[Records from a data source]
BEGIN

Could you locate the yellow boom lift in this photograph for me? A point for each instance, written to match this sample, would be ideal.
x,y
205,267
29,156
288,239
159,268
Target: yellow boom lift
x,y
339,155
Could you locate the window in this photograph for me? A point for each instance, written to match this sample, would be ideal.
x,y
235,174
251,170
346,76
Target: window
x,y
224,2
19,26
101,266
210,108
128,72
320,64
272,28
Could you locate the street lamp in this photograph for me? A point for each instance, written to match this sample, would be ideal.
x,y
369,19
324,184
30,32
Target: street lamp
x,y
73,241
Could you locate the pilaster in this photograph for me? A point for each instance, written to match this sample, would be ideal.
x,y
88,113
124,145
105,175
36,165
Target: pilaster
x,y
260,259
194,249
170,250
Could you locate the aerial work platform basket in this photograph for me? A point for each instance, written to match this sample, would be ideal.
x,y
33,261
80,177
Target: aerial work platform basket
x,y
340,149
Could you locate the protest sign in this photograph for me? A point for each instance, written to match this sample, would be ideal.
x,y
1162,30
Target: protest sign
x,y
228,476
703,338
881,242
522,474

END
BEGIN

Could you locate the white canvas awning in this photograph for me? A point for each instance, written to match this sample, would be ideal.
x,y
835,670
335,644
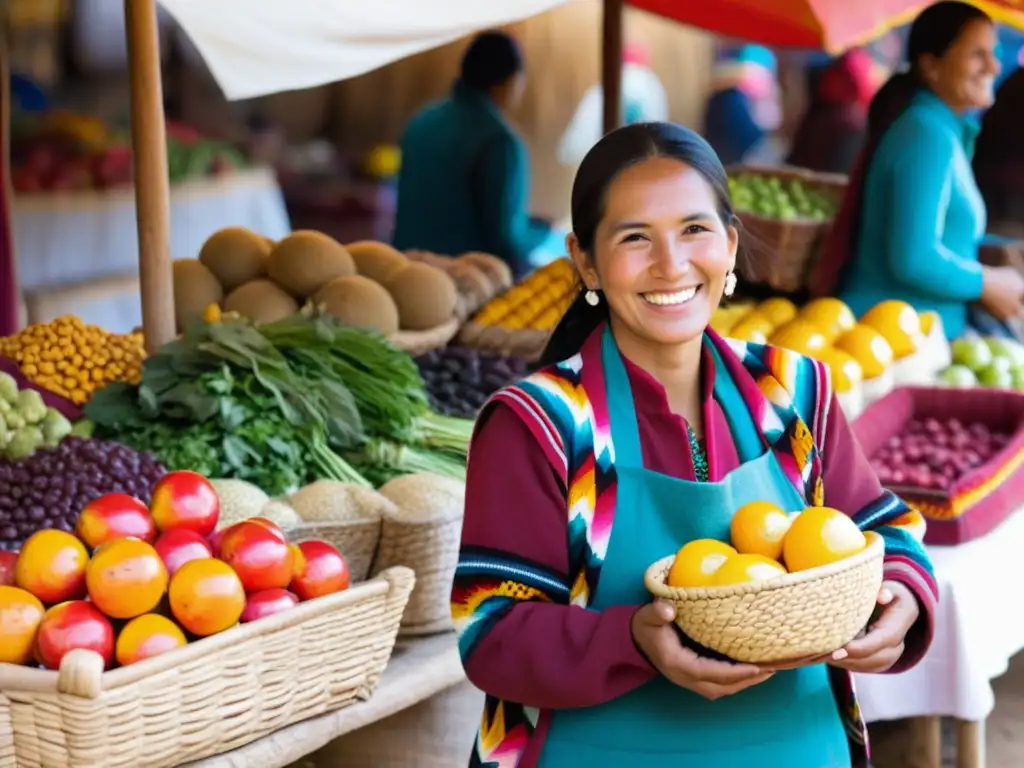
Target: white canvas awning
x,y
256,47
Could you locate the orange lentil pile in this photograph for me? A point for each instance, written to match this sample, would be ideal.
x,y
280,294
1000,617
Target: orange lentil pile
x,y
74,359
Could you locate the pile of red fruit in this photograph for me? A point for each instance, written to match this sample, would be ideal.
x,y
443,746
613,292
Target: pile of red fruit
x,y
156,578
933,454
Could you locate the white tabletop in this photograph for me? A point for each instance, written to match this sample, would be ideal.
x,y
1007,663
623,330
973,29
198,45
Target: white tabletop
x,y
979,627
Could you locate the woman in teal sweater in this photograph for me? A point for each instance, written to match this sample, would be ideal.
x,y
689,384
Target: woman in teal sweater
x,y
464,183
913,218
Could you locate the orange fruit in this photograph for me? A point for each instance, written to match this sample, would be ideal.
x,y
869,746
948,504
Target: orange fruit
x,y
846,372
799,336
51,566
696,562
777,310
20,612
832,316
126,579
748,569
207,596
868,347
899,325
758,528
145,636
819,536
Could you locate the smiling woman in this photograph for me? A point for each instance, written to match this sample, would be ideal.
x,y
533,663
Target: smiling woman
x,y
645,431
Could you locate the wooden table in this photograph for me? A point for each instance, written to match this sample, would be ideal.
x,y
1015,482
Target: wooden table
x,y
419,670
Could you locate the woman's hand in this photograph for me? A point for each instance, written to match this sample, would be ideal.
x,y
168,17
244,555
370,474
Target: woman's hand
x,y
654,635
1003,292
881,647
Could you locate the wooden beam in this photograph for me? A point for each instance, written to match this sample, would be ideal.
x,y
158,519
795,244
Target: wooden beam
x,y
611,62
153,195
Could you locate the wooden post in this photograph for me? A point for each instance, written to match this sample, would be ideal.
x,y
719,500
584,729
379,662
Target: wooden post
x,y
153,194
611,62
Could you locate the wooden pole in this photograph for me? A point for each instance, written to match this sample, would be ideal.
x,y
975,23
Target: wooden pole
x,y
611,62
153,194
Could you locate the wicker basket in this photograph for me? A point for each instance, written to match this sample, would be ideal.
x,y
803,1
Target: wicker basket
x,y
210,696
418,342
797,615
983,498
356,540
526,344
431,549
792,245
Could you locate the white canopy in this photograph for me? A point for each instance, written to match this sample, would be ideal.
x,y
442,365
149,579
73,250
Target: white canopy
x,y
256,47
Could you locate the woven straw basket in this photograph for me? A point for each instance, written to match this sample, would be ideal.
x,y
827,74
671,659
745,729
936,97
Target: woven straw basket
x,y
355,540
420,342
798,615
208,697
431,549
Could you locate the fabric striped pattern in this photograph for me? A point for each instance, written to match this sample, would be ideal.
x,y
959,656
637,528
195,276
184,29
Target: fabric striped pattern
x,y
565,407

END

PROBLEM DETAILS — Look above for the line with "Could you locate the orange lentil" and the line with "Could you locate the woman in", and reproduce exactly those two lines plus every line between, nothing more.

COMPLETED EXERCISE —
Could you locate the orange lentil pile in this photograph for me? A point for each instance, written to match this sample, would be ideal.
x,y
280,294
1000,617
Target: orange lentil pile
x,y
74,359
Could you locate the pile of red fruit in this photograph for me? A point for each instance, written to match this sample, would be ideal.
x,y
443,746
613,292
Target: pile of red fruit
x,y
156,578
933,454
Could you locate the white tabletop in this photograph for me? A point for each instance, written to match this sample, would be ideal.
x,y
1007,663
623,330
973,29
198,45
Target: white tabletop
x,y
979,627
Could you locate the woman in teal sweater in this photograph for me? A point for each instance, written to match this sample, would be ideal.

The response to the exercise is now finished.